• _FRAGMENTO DADO_:
-=-=-
Lejos del mundanal ruido Sierra de Segura
LAURA
FREIXAS - 11/08/2003 Volvamos a la naturaleza!
Eso nos dijimos, un verano, unos amigos y yo; y no paramos hasta
encontrar la casa de alquiler más remota, más agreste, más “beatus
ille” de toda Andalucía. Y tan remota. Como que para alcanzarla
había que abandonar la carretera comarcal e internarse por una pista
de tierra tan accidentada que se tardaba lo mismo en recorrerla a
pie que en coche o en bicicleta. El paisaje era grandioso: rocas,
silencio, águilas; por fin, en una cima, entre dos chopos, se alzaba
la aldea que buscábamos, Montalvo. Consistía prácticamente en una
sola calle, bordeada por casas en ruinas. Sólo la nuestra y tres o
cuatro más estaban restauradas.
La semana que pasamos allí
nos dio para conocer toda una fauna, y no me refiero a los osos,
aunque se decía que los había también. Por un lado los veraneantes,
que eran –sin contarnos a nosotros– exactamente cuatro: un profesor
de educación física, su mujer, ama de casa, y sus dos niños; eran
sevillanos, y tan ecológicos, que los cuatro paseaban por el pueblo
como Dios los trajo al mundo. Del otro lado la población fija,
consistente en tres personas, dos de las cuales no se hablaban con
la tercera.
Ellos eran una pareja de viejos hippies:
cultivaban la tierra y fabricaban objetos de latón y cuero que una
vez al año iban a vender –era su gran aventura, su inmersión anual
en la tentadora, corrupta, babilónica metrópoli– a una feria de
artesanía en Jaén. El tercero en discordia era un pastor leridano
que sólo comía cebollas y cuya vida social se reducía a sus cabras.
Encantado de tener con quien hablar en catalán, me contó la tragedia
de su vida. Vivía con una alemana, una chica que había llegado a
España para hacer una tesis sobre el pastoreo de cabras.
-=-=-
• _MATERIAL_:
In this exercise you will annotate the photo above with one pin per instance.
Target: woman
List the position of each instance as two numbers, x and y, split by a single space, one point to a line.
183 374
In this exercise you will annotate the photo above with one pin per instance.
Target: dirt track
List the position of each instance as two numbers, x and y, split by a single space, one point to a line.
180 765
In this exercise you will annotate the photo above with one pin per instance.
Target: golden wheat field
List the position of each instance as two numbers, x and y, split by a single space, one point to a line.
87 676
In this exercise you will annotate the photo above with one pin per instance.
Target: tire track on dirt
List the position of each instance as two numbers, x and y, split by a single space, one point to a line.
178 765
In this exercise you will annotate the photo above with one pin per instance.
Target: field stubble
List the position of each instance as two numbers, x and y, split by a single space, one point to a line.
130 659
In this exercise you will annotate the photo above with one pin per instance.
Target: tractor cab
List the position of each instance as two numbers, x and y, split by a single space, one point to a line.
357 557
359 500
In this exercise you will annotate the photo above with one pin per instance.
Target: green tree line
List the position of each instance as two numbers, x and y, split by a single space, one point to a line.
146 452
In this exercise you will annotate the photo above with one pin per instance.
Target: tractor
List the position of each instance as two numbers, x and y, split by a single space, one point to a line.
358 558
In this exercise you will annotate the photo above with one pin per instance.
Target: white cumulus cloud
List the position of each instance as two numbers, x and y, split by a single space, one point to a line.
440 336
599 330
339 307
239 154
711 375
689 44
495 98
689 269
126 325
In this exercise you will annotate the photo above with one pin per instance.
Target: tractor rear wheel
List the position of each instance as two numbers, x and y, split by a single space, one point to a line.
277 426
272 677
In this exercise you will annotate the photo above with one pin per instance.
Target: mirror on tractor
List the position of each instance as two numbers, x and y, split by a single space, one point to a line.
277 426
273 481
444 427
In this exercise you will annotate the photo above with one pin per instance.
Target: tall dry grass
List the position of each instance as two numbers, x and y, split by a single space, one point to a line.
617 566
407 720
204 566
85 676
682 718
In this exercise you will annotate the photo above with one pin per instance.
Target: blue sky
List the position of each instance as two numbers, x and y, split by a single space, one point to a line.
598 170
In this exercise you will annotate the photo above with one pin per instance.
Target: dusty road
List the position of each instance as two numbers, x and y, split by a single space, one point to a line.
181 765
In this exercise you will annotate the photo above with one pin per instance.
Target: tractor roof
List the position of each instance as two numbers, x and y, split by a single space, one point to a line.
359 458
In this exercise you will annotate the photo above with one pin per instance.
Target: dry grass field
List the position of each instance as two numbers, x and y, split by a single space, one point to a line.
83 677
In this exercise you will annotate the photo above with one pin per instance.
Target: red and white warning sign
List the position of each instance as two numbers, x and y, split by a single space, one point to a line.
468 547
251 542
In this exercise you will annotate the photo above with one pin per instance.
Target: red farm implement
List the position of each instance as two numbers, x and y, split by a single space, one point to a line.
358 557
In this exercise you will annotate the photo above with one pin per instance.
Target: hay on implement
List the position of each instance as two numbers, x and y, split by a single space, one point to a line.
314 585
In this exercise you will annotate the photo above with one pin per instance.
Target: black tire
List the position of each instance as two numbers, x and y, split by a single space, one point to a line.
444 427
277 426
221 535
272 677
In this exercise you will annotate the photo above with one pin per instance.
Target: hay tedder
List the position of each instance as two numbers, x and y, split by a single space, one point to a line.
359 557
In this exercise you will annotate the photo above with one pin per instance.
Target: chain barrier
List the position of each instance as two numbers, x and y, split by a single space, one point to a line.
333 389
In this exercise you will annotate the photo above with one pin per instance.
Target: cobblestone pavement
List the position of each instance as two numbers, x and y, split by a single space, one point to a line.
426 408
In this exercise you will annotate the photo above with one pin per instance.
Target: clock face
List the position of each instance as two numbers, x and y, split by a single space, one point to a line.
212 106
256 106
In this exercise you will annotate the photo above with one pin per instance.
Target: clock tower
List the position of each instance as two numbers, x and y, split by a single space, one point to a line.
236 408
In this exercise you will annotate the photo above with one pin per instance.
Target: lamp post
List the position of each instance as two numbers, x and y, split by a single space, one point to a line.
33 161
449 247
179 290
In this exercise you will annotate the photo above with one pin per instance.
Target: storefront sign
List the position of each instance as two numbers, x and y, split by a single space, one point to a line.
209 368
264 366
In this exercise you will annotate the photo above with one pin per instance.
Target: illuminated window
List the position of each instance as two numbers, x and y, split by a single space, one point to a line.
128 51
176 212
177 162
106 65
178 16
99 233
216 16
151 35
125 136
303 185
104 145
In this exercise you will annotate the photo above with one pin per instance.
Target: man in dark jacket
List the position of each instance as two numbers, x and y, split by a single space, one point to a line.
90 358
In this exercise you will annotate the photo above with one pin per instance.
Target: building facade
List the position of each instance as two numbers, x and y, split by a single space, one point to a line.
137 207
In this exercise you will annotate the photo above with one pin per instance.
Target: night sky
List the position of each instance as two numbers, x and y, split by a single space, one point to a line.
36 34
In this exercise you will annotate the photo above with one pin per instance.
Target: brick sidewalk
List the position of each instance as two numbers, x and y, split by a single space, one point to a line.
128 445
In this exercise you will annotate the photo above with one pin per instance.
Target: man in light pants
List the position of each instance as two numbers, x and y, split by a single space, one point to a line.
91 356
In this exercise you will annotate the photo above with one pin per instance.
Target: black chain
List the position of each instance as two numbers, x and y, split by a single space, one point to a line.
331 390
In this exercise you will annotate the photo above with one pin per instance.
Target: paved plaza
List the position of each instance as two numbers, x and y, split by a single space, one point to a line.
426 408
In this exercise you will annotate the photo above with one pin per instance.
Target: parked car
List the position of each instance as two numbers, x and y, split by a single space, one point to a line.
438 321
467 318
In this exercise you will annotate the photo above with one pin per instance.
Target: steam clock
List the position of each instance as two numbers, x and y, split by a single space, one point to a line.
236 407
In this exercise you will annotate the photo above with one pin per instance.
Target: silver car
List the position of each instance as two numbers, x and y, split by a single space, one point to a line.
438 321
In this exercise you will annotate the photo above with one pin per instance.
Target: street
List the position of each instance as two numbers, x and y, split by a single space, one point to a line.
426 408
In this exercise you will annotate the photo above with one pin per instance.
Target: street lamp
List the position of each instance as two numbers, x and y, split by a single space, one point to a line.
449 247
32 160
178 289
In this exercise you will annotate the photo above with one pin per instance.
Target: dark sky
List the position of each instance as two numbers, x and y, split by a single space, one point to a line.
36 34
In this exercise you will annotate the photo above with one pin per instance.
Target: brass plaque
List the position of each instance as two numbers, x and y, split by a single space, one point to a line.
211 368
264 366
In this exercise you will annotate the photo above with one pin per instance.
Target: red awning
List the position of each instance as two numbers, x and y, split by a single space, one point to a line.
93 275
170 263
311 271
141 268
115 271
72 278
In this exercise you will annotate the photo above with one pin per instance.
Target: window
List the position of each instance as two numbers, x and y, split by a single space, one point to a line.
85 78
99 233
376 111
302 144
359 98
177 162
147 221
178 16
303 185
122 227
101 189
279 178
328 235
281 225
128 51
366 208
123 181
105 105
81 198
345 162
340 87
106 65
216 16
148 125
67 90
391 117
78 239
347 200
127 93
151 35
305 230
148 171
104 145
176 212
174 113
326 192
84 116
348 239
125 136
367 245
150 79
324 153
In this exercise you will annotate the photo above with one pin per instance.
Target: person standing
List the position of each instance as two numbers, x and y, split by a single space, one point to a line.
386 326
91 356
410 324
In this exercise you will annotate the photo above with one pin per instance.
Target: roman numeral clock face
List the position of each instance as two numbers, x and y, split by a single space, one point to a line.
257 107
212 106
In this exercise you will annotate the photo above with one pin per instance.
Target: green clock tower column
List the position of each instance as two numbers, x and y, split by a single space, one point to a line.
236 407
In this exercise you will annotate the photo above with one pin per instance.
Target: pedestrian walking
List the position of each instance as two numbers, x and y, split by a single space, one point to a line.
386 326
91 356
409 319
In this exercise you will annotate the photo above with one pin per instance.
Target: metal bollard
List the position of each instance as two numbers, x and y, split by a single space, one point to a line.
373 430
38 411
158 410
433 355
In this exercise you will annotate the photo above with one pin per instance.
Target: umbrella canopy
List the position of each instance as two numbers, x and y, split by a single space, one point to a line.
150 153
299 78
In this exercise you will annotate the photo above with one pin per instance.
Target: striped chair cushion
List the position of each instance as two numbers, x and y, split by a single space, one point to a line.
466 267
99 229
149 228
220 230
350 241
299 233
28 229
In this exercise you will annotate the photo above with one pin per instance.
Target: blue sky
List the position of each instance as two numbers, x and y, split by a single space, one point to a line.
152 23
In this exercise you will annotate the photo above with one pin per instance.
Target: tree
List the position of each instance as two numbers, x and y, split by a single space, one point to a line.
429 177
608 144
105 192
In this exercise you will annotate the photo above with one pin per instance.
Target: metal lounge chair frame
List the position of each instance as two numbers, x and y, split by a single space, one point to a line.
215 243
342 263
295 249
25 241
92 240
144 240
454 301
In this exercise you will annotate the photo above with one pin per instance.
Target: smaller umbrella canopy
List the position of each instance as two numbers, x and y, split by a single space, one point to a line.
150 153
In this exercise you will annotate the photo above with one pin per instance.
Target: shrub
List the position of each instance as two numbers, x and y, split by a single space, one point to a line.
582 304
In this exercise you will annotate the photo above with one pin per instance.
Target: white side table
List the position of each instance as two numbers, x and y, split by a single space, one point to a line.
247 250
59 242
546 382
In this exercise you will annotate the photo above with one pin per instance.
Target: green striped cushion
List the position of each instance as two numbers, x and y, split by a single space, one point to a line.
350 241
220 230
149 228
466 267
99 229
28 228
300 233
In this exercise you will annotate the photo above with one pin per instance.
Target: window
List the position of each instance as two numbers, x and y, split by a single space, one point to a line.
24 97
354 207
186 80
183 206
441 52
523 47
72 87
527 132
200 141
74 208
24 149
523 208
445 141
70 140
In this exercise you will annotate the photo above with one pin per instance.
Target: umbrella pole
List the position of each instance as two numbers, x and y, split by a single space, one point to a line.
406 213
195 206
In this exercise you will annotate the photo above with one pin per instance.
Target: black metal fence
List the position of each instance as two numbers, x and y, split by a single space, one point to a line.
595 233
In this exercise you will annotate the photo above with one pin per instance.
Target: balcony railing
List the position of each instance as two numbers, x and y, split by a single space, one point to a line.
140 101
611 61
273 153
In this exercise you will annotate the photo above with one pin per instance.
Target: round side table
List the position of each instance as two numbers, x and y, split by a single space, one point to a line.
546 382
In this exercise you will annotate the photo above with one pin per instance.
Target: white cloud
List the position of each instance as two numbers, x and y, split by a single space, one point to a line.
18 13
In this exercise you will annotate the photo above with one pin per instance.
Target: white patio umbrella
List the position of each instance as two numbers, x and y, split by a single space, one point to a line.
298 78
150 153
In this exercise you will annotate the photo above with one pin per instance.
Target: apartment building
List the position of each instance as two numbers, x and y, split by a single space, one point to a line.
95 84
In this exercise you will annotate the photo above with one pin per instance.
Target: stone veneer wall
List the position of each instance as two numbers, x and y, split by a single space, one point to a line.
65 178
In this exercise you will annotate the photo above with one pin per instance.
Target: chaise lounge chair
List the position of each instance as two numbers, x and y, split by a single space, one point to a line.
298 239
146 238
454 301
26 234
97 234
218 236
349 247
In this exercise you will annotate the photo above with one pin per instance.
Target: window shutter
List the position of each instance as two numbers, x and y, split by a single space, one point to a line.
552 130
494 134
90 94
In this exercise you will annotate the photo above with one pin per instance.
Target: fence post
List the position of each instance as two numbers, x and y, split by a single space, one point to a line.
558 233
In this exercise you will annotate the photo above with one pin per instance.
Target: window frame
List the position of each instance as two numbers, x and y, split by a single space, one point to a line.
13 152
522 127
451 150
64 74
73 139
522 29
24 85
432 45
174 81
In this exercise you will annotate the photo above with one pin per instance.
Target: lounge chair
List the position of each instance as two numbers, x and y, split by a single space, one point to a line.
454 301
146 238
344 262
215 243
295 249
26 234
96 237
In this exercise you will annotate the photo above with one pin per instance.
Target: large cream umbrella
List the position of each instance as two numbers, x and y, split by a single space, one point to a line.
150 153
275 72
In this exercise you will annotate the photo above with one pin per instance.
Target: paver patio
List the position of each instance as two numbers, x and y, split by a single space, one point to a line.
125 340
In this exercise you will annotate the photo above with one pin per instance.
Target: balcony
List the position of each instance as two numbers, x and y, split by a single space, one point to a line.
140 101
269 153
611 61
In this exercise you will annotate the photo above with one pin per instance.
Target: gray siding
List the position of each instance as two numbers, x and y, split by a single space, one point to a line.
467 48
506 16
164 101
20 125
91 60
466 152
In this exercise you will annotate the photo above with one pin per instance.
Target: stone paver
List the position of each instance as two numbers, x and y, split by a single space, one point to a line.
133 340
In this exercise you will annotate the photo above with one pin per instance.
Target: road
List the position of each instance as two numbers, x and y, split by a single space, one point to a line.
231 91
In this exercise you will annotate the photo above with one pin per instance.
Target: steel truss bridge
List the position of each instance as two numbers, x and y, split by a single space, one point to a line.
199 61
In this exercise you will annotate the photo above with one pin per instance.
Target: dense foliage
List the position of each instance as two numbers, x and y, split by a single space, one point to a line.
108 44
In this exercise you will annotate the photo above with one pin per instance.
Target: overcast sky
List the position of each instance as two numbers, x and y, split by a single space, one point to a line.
-=-=-
• _EJERCICIO PROPUESTO_: Sigue el relato sobre la semana de verano en la aldea de Montalvo desde su última frase, con el mismo tono.

• _RESULTADO_:
Pero
un día, unos meses atrás, ella desapareció, sin llevarse documentos
ni dinero. Él la estuvo buscando por peñas y barrancos; en vano...
La pareja hippy, cuando les comentamos el caso, completó los datos:
la Guardia Civil había detenido, para interrogarle, al enamorado
pastor, y aunque le habían dejado en libertad por falta de pruebas,
no desesperaban de acabar demostrando lo que sospechaba todo el
mundo. Ya se sabe lo caritativos que son siempre los vecinos.
¡Ah, la tranquilidad de espíritu, la calma, la paz interior
que da el campo, lejos del mundanal ruido!... ¿Sí? Yo, no sé por
qué, dormía mal... El último día de nuestra estancia, una amiga y yo
quisimos ir a bañarnos al pantano. Era muy sencillo, nos había
explicado el pastor: partiendo de los chopos a la entrada del
pueblo, seguir aquel camino, siempre bajando. Ni cortas ni perezosas
tomamos el camino. Que al cabo de media hora era sendero; que luego
se hacía más impreciso... que se perdía entre la maleza... ¿dónde
estaba el pantano? Por cierto, ¿y el pueblo? Ya no se veía... Todo
era silencio y espesura, y empezaba a relampaguear.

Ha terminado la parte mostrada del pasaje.